**What the task asks:** Return the full sed option descriptions below word for word, without any changes.

**Passage given:**
Disables the automatic conversion of tagged files. This option is ignored if the filecodeset or pgmcodeset options (-W option) are specified.

-E

Uses extended regular expressions. Normally, sed uses basic regular expressions.

-e script

Adds the editing subcommands script to the end of the script.

-f scriptfile

Adds the subcommands in the file scriptfile to the end of the script.

-n

Suppresses all output except that generated by explicit subcommands in the sed script [acilnpPr]

-W option[,option]...

Specifies options that are specific to z/OS. The option keywords are case-sensitive. Possible options are:

filecodeset=codeset

Performs text conversion from one code set to another when reading from the file. The coded character set of the file is codeset. codeset can be a code set name known to the system or a numeric coded character set identifier (CCSID). Note that the command iconv -l lists existing CCSIDs along with their corresponding code set names. The filecodeset and pgmcodeset options can be used on files with any file tag.

If pgmcodeset is specified but filecodeset is omitted, then the default file code set is ISO8859-1 even if the file is tagged with a different code set. If neither filecodeset nor pgmcodeset is specified, text conversion will not occur unless automatic conversion is enabled or the _TEXT_CONV environment variable indicates text conversion. For more information about text conversion, see Controlling text conversion for z/OS UNIX shell commands.

If filecodeset or pgmcodeset is specified, then automatic conversion is disabled for this command invocation and the -B option is ignored if it is also specified. For more information about automatic conversion, see Converting files between code pages in z/OS UNIX System Services Planning.

When specifying values for filecodeset, use the values that Unicode Service supports.

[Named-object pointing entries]

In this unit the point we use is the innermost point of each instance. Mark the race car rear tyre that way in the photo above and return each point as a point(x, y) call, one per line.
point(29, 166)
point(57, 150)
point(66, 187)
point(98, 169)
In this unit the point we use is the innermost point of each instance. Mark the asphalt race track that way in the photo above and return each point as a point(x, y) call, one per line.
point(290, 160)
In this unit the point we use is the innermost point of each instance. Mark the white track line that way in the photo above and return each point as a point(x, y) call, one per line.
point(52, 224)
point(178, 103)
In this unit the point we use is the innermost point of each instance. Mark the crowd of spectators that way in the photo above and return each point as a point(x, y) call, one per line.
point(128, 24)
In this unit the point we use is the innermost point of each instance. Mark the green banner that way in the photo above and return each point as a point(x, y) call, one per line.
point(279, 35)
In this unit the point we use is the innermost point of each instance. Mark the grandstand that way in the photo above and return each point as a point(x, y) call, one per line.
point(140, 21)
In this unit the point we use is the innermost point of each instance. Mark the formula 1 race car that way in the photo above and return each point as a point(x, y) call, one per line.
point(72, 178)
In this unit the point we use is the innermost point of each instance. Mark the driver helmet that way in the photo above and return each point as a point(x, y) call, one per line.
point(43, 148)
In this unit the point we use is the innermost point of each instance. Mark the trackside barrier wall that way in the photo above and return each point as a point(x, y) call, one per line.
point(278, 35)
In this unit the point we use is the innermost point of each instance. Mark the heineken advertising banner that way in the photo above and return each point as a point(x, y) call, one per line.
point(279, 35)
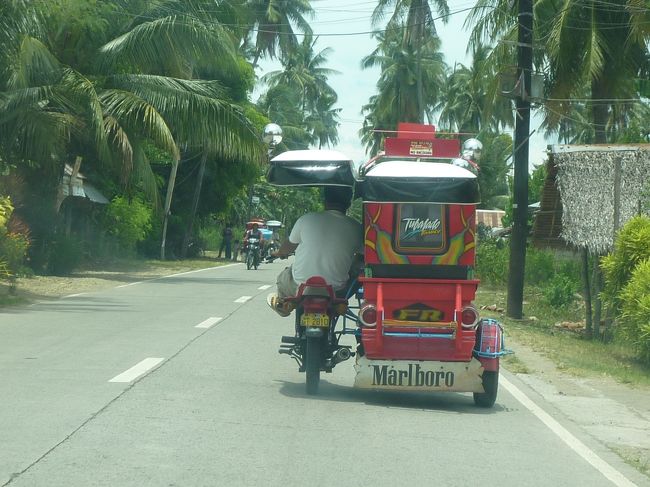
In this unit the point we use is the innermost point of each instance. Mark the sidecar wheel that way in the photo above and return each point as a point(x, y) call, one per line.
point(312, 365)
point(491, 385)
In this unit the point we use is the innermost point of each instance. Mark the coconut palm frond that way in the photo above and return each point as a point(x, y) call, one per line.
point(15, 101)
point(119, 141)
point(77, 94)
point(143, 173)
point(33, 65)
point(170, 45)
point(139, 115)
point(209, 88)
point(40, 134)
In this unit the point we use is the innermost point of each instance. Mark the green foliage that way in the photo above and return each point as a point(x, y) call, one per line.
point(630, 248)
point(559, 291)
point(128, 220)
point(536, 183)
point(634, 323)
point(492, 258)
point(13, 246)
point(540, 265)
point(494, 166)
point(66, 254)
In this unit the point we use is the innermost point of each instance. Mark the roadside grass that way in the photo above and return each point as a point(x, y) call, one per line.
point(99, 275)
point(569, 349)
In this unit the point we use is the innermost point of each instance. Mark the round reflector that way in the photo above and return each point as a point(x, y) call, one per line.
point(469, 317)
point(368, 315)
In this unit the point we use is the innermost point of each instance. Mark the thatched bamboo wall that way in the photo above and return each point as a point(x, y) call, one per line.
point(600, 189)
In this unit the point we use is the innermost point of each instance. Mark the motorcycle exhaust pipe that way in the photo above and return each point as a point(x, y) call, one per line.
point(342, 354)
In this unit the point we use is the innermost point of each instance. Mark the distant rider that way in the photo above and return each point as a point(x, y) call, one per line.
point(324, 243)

...

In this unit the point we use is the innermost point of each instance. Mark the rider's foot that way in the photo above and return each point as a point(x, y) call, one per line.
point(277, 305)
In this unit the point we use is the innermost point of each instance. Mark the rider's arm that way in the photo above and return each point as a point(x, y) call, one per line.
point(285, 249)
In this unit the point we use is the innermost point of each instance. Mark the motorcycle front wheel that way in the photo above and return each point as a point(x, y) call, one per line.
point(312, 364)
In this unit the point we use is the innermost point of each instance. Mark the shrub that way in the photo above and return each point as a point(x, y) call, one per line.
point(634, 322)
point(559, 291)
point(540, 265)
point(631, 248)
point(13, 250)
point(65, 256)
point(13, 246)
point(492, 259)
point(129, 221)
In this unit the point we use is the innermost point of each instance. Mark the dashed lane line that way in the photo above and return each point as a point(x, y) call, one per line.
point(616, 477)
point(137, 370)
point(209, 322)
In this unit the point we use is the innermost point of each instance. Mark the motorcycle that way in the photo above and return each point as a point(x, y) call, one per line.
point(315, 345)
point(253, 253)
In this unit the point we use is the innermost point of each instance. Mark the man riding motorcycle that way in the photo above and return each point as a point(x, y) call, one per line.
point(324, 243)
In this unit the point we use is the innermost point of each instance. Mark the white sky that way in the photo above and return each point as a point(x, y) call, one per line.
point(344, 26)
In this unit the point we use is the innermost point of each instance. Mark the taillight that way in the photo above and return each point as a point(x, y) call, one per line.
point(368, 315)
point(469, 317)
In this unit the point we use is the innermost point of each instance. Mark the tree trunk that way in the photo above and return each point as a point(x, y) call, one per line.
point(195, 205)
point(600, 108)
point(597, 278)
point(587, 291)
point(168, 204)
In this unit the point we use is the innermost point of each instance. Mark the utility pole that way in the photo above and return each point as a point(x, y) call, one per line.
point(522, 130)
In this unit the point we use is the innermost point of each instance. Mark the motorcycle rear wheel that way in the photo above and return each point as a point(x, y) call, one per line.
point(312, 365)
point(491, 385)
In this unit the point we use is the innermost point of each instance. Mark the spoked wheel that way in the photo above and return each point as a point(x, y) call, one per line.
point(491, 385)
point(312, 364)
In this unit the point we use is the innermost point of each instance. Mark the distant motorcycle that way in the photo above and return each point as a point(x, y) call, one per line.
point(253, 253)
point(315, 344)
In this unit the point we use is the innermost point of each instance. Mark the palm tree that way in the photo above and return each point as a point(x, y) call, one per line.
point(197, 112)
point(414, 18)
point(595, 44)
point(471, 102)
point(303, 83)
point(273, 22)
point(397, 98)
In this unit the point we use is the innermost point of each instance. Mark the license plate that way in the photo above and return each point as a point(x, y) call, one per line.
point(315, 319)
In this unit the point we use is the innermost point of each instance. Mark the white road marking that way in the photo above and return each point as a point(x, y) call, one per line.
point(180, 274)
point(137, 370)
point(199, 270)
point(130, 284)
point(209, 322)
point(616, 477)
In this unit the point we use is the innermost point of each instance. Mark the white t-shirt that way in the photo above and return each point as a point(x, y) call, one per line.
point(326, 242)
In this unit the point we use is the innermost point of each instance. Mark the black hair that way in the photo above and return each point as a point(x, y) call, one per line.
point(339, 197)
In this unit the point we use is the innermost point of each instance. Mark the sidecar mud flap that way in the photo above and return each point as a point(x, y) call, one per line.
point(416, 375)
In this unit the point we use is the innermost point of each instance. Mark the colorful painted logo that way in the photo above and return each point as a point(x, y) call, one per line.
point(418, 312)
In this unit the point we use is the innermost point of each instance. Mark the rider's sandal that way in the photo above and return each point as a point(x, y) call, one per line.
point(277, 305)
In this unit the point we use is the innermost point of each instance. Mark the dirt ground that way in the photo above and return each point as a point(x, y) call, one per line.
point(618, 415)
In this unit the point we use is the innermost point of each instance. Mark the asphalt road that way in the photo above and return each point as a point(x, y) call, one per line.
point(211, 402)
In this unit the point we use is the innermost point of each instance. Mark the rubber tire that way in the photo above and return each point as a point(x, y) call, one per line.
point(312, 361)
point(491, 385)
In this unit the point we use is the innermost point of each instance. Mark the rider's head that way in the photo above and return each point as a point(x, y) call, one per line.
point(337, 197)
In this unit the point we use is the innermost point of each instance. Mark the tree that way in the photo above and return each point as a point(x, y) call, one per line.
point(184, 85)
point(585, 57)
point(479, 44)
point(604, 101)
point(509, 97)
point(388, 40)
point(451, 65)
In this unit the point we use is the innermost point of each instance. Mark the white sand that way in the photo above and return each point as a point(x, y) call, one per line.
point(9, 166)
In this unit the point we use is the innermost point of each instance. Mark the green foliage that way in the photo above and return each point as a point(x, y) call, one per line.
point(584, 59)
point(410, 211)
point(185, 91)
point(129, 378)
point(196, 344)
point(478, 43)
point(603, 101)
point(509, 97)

**Complete answer:**
Disables the automatic conversion of tagged files. This option is ignored if the filecodeset or pgmcodeset options (-W option) are specified.

-E

Uses extended regular expressions. Normally, sed uses basic regular expressions.

-e script

Adds the editing subcommands script to the end of the script.

-f scriptfile

Adds the subcommands in the file scriptfile to the end of the script.

-n

Suppresses all output except that generated by explicit subcommands in the sed script [acilnpPr]

-W option[,option]...

Specifies options that are specific to z/OS. The option keywords are case-sensitive. Possible options are:

filecodeset=codeset

Performs text conversion from one code set to another when reading from the file. The coded character set of the file is codeset. codeset can be a code set name known to the system or a numeric coded character set identifier (CCSID). Note that the command iconv -l lists existing CCSIDs along with their corresponding code set names. The filecodeset and pgmcodeset options can be used on files with any file tag.

If pgmcodeset is specified but filecodeset is omitted, then the default file code set is ISO8859-1 even if the file is tagged with a different code set. If neither filecodeset nor pgmcodeset is specified, text conversion will not occur unless automatic conversion is enabled or the _TEXT_CONV environment variable indicates text conversion. For more information about text conversion, see Controlling text conversion for z/OS UNIX shell commands.

If filecodeset or pgmcodeset is specified, then automatic conversion is disabled for this command invocation and the -B option is ignored if it is also specified. For more information about automatic conversion, see Converting files between code pages in z/OS UNIX System Services Planning.

When specifying values for filecodeset, use the values that Unicode Service supports.